(Beginning of Excerpted data)
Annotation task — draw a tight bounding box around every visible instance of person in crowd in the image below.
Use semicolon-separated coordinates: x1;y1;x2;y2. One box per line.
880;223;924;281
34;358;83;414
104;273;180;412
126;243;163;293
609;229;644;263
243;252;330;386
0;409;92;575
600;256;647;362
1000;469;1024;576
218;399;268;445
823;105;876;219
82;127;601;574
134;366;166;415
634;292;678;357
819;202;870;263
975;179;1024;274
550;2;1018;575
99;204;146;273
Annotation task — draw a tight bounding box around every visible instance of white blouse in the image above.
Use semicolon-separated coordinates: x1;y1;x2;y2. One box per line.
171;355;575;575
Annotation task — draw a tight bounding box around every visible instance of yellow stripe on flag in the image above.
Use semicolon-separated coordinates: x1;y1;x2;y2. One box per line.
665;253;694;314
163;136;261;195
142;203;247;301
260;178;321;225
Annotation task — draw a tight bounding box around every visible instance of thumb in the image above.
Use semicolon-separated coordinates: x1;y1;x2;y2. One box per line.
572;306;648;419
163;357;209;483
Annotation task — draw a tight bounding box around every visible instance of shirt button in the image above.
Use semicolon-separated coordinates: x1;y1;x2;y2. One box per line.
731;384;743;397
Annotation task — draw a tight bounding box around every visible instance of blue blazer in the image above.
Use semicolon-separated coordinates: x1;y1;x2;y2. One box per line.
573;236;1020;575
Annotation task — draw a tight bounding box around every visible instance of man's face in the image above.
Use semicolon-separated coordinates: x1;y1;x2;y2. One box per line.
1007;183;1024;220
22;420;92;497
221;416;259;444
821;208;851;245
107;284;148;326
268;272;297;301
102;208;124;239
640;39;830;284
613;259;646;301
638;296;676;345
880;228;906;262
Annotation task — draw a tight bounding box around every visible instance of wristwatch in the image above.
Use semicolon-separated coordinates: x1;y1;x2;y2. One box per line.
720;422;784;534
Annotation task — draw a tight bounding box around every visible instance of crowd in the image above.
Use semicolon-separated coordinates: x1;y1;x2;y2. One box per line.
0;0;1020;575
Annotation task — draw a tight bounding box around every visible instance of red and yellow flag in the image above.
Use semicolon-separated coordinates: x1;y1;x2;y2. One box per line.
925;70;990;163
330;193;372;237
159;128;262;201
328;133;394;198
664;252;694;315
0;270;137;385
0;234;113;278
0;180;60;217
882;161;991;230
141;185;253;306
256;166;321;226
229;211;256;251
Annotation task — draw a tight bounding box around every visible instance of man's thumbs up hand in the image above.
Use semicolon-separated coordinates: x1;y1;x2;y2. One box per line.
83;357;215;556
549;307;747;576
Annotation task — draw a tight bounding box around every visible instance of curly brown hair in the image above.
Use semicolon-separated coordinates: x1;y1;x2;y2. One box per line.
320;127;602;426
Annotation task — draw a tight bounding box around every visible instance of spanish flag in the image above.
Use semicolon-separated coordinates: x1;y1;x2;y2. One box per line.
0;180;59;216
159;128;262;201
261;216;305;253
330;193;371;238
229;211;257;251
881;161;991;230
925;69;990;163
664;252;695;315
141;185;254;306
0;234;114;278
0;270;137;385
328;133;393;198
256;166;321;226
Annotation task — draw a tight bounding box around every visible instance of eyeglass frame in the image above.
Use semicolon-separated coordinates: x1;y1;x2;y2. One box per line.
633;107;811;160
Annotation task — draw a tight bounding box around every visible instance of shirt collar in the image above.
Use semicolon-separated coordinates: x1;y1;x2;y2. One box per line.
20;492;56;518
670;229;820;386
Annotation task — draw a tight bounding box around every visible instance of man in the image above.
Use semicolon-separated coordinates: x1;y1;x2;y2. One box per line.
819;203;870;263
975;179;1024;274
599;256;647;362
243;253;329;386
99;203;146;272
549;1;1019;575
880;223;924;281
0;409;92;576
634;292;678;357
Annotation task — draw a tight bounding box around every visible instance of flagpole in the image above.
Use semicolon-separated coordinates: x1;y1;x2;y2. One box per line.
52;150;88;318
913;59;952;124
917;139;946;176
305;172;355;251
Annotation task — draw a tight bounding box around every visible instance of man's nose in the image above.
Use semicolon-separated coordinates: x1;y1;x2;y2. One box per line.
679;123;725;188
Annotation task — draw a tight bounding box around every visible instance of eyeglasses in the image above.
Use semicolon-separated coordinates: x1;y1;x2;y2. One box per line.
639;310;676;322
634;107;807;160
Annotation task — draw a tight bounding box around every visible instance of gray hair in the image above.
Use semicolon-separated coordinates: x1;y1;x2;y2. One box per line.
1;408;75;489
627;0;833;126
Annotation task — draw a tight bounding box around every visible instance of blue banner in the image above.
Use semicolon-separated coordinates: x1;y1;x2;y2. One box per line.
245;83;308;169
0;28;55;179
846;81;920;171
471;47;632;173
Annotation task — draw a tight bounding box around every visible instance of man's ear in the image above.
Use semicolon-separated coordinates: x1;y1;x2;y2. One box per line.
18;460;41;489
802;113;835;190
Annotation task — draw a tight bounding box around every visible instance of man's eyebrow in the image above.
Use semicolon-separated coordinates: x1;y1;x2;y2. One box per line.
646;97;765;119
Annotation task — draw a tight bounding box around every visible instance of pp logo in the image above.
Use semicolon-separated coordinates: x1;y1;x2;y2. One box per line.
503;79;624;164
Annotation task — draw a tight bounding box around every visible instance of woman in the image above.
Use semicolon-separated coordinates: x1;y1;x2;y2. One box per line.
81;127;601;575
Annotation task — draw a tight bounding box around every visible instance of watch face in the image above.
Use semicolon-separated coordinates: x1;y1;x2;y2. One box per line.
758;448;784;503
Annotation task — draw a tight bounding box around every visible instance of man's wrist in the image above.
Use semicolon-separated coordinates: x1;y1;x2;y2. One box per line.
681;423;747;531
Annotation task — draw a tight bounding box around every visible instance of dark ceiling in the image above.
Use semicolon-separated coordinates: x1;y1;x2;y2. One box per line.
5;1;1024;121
(End of Excerpted data)
■ **Requirement**:
For this task, print the records again exactly as they appear.

■ **Solution below**:
Annotation task — draw a tight bounding box around every visible instance of person in crowd in the image below.
Use semicolon-separated coordinates: x1;y1;x2;y2. One box per line.
880;223;924;281
34;358;83;414
104;273;180;412
126;243;163;293
609;229;644;263
243;252;330;386
0;409;92;575
600;256;647;362
1000;469;1024;576
218;399;268;445
823;105;876;219
82;127;601;574
134;366;166;415
634;292;678;357
819;202;870;263
975;179;1024;274
550;2;1018;575
99;204;146;273
Annotation task — draw a tight bounding box around every visible instance of white blouse in the image above.
Use semicolon-separated coordinates: x1;y1;x2;y2. One box per line.
171;355;575;575
Annotation task — draw a tight bounding box around every visible instance of yellow stripe on flag in the image above.
Use semicolon-separated coordinates: x1;y1;x2;y2. One box per line.
665;253;694;314
163;136;261;195
142;203;247;301
260;178;321;225
Annotation task — draw a tight bounding box around every visible instance of thumb in the image above.
Use semicolon-separated coordinates: x1;y1;x2;y2. One box per line.
572;306;648;419
163;357;209;483
Annotation task — draw a tight bounding box around every visible instance of shirt button in the image above.
Use semicolon-separated coordinates: x1;y1;x2;y2. One box per line.
731;384;743;397
Annotation task — draw a tight bounding box around every visible instance of blue blazer in the image above.
Use semicolon-separated coordinates: x1;y1;x2;y2. One box per line.
573;236;1020;575
Annotation task — draw a tight bounding box around every visible instance of man's face in the image above.
Use semicolon-separated coordinates: x1;y1;x2;y2. One box per line.
1007;183;1024;220
22;420;92;497
221;416;259;444
821;208;851;245
107;284;148;326
268;272;297;301
102;208;124;239
640;39;830;284
613;259;646;301
638;296;676;345
880;228;906;262
Annotation task — draw a tight bounding box around every visible instance of wristwatch in the image above.
Use semicolon-separated coordinates: x1;y1;x2;y2. One box per line.
720;422;784;534
Annotation task — draw a tight bounding box around every visible instance of crowd in the image above.
Use semicolon-separated coordinates: x1;y1;x2;y2. One box per line.
0;0;1020;575
Annotation task — draw a tight bounding box around every visible instance of red and yellow flag in the image above.
Use semicolon-separated coordinates: x1;y1;x2;y2. One box per line.
925;70;990;163
330;193;372;237
159;128;262;201
328;133;394;198
664;252;694;315
0;270;137;385
0;234;113;278
0;180;60;217
882;161;991;230
141;185;253;306
256;166;321;226
229;211;256;251
Annotation task — draw a tight bounding box around every visible instance of man's thumbs up hand in the image above.
Use semicolon-separated coordinates: x1;y1;x2;y2. One box per line.
83;357;215;556
549;307;747;576
Annotation task — draw a tight bounding box around every visible instance of curly brown hair in the image above.
Use semicolon-separated coordinates: x1;y1;x2;y2. One box per line.
320;127;602;426
Annotation task — draw a tight bounding box around every visible instance of spanish flag in the image above.
Use semicolon-separated coordinates: x1;y1;x2;y2. One box per line.
0;180;59;216
159;128;262;201
261;216;305;253
330;193;371;238
229;211;257;251
881;161;991;230
925;69;990;163
664;252;695;315
141;185;254;306
0;234;114;278
0;270;137;385
328;133;393;198
256;166;321;226
Annotation task — draw a tight bounding box around every visible instance of eyeglass frame in the image above.
Use semicolon-separated coordinates: x1;y1;x2;y2. One box per line.
633;107;811;160
Annotation task — draw a tight bounding box around every visible instance of shirt collar in the image above.
Use semicolon-separated coordinates: x1;y1;x2;y2. One box per line.
20;492;56;518
670;229;820;386
Annotation task — draw a tight bounding box around every visible instance of man in the image above.
Use semicolon-separated coordinates: x1;y1;x2;y2. One box per line.
819;203;870;263
975;179;1024;274
599;256;647;362
243;253;329;386
99;203;146;272
549;1;1019;575
880;223;924;281
0;409;92;576
634;292;678;357
Annotation task — draw a tight bounding box around every visible instance of flagpole in the image above.
Use semicolon-separated coordinates: x1;y1;x2;y2. One box per line.
52;150;88;318
913;59;952;124
917;139;946;176
305;172;355;251
Annotation task — draw a tight bounding box around every visible instance of man's nose in the image above.
Use semicolon-separated coordinates: x1;y1;x2;y2. One box per line.
679;123;725;188
Annotation task — draw a tight bounding box around every visible instance of eyeglasses in the image above.
Use semicolon-separated coordinates: x1;y1;x2;y2. One box per line.
639;310;676;322
634;107;807;160
Annotation task — draw a tight bounding box around every visible instance of gray hair in the image above.
Use semicolon-separated coordinates: x1;y1;x2;y2. One box per line.
1;408;75;489
627;0;833;126
Annotation task — draw a tight bounding box around every visible instance of blue banner in the image above.
Use semicolon-separated coordinates: x1;y1;x2;y2. One box per line.
245;83;308;169
0;28;55;179
846;81;920;171
471;47;632;173
Annotation task — draw a tight bounding box around every visible instance of man's ear in the image above.
Use semicolon-separated coordinates: x1;y1;x2;y2. One box per line.
18;460;41;489
802;113;835;190
Annotation task — draw a tight bounding box around every visible instance of man's eyebrow in the image above.
Use semicolon-separated coordinates: x1;y1;x2;y2. One box per line.
646;97;765;119
Annotation task — draw a tight bounding box around every visible instance of pp logo in the image above.
Use semicolon-separated coordinates: x1;y1;x2;y2. One box per line.
503;79;624;164
Annotation task — draw a tight bounding box around every visible instance of woman in the image above.
Use semicolon-separated coordinates: x1;y1;x2;y2. One box per line.
81;127;601;575
Annotation task — draw a tight bounding box around every visible instance of watch face in the image above.
Use semicolon-separated coordinates: x1;y1;x2;y2. One box per line.
758;448;784;503
Annotation task — draw a tight bounding box around every visible instance of man's wrist in the image above.
Use semicolon-separated coordinates: x1;y1;x2;y2. One box per line.
681;423;747;531
Annotation task — draw a tight bounding box around every visible instance of dark ceiling in the image above.
Use semicolon-separated coordinates: x1;y1;x2;y2. One box per line.
5;1;1024;121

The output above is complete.